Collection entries
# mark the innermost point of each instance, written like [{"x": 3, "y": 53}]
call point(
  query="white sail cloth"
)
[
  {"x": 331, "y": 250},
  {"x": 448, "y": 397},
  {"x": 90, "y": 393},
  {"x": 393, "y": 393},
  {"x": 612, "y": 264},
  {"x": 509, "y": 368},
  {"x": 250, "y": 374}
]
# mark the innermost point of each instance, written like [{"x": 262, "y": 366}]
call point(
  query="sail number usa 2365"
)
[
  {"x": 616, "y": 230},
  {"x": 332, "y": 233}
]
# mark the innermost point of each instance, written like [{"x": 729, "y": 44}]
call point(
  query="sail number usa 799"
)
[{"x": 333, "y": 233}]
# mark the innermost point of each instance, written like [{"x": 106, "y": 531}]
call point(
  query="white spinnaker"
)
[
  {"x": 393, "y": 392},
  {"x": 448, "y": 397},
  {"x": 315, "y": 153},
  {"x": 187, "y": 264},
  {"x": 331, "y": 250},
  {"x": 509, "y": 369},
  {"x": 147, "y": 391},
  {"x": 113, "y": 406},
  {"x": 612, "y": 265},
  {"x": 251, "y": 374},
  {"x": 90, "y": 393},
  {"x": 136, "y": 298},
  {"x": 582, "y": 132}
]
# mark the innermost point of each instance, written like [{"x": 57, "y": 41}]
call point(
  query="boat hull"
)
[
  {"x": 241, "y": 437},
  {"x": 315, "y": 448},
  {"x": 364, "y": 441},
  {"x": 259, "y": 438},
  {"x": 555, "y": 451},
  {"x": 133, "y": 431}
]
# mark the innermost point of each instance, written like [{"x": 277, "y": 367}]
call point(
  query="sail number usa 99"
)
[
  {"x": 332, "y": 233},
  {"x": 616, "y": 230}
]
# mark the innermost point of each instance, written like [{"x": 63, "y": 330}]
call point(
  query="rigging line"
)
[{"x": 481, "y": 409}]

Task instructions
Above are some records; extract every one of them exactly.

Exercise answer
# mark the innermost point of each instance, written like [{"x": 3, "y": 53}]
call point(
  query="white sail cloth"
)
[
  {"x": 331, "y": 250},
  {"x": 448, "y": 397},
  {"x": 90, "y": 393},
  {"x": 393, "y": 393},
  {"x": 612, "y": 264},
  {"x": 509, "y": 368},
  {"x": 250, "y": 374}
]
# mark the innermost point of each instance, written like [{"x": 262, "y": 366}]
call point(
  query="sail number usa 2365"
)
[
  {"x": 616, "y": 230},
  {"x": 332, "y": 233}
]
# mark the innermost point of each instance, written like [{"x": 729, "y": 44}]
call point(
  query="sail number usa 799"
)
[{"x": 333, "y": 233}]
# mark the innermost point of each instance, written like [{"x": 106, "y": 531}]
call point(
  query="white spinnaker"
)
[
  {"x": 393, "y": 392},
  {"x": 448, "y": 397},
  {"x": 315, "y": 153},
  {"x": 187, "y": 264},
  {"x": 331, "y": 250},
  {"x": 509, "y": 369},
  {"x": 147, "y": 391},
  {"x": 113, "y": 406},
  {"x": 612, "y": 265},
  {"x": 251, "y": 374},
  {"x": 90, "y": 393},
  {"x": 136, "y": 298},
  {"x": 582, "y": 132}
]
# mark the innermost point of each instance, written like [{"x": 57, "y": 41}]
call point(
  query="boat hull"
)
[
  {"x": 241, "y": 437},
  {"x": 315, "y": 448},
  {"x": 364, "y": 441},
  {"x": 259, "y": 438},
  {"x": 555, "y": 451},
  {"x": 133, "y": 431}
]
# mark the innermost point of each instance, written like [{"x": 277, "y": 367}]
call point(
  query="sail number usa 99"
)
[
  {"x": 332, "y": 233},
  {"x": 616, "y": 230}
]
# mark the innermost point of each instance, written like [{"x": 63, "y": 330}]
call point(
  query="rigging line"
)
[{"x": 481, "y": 409}]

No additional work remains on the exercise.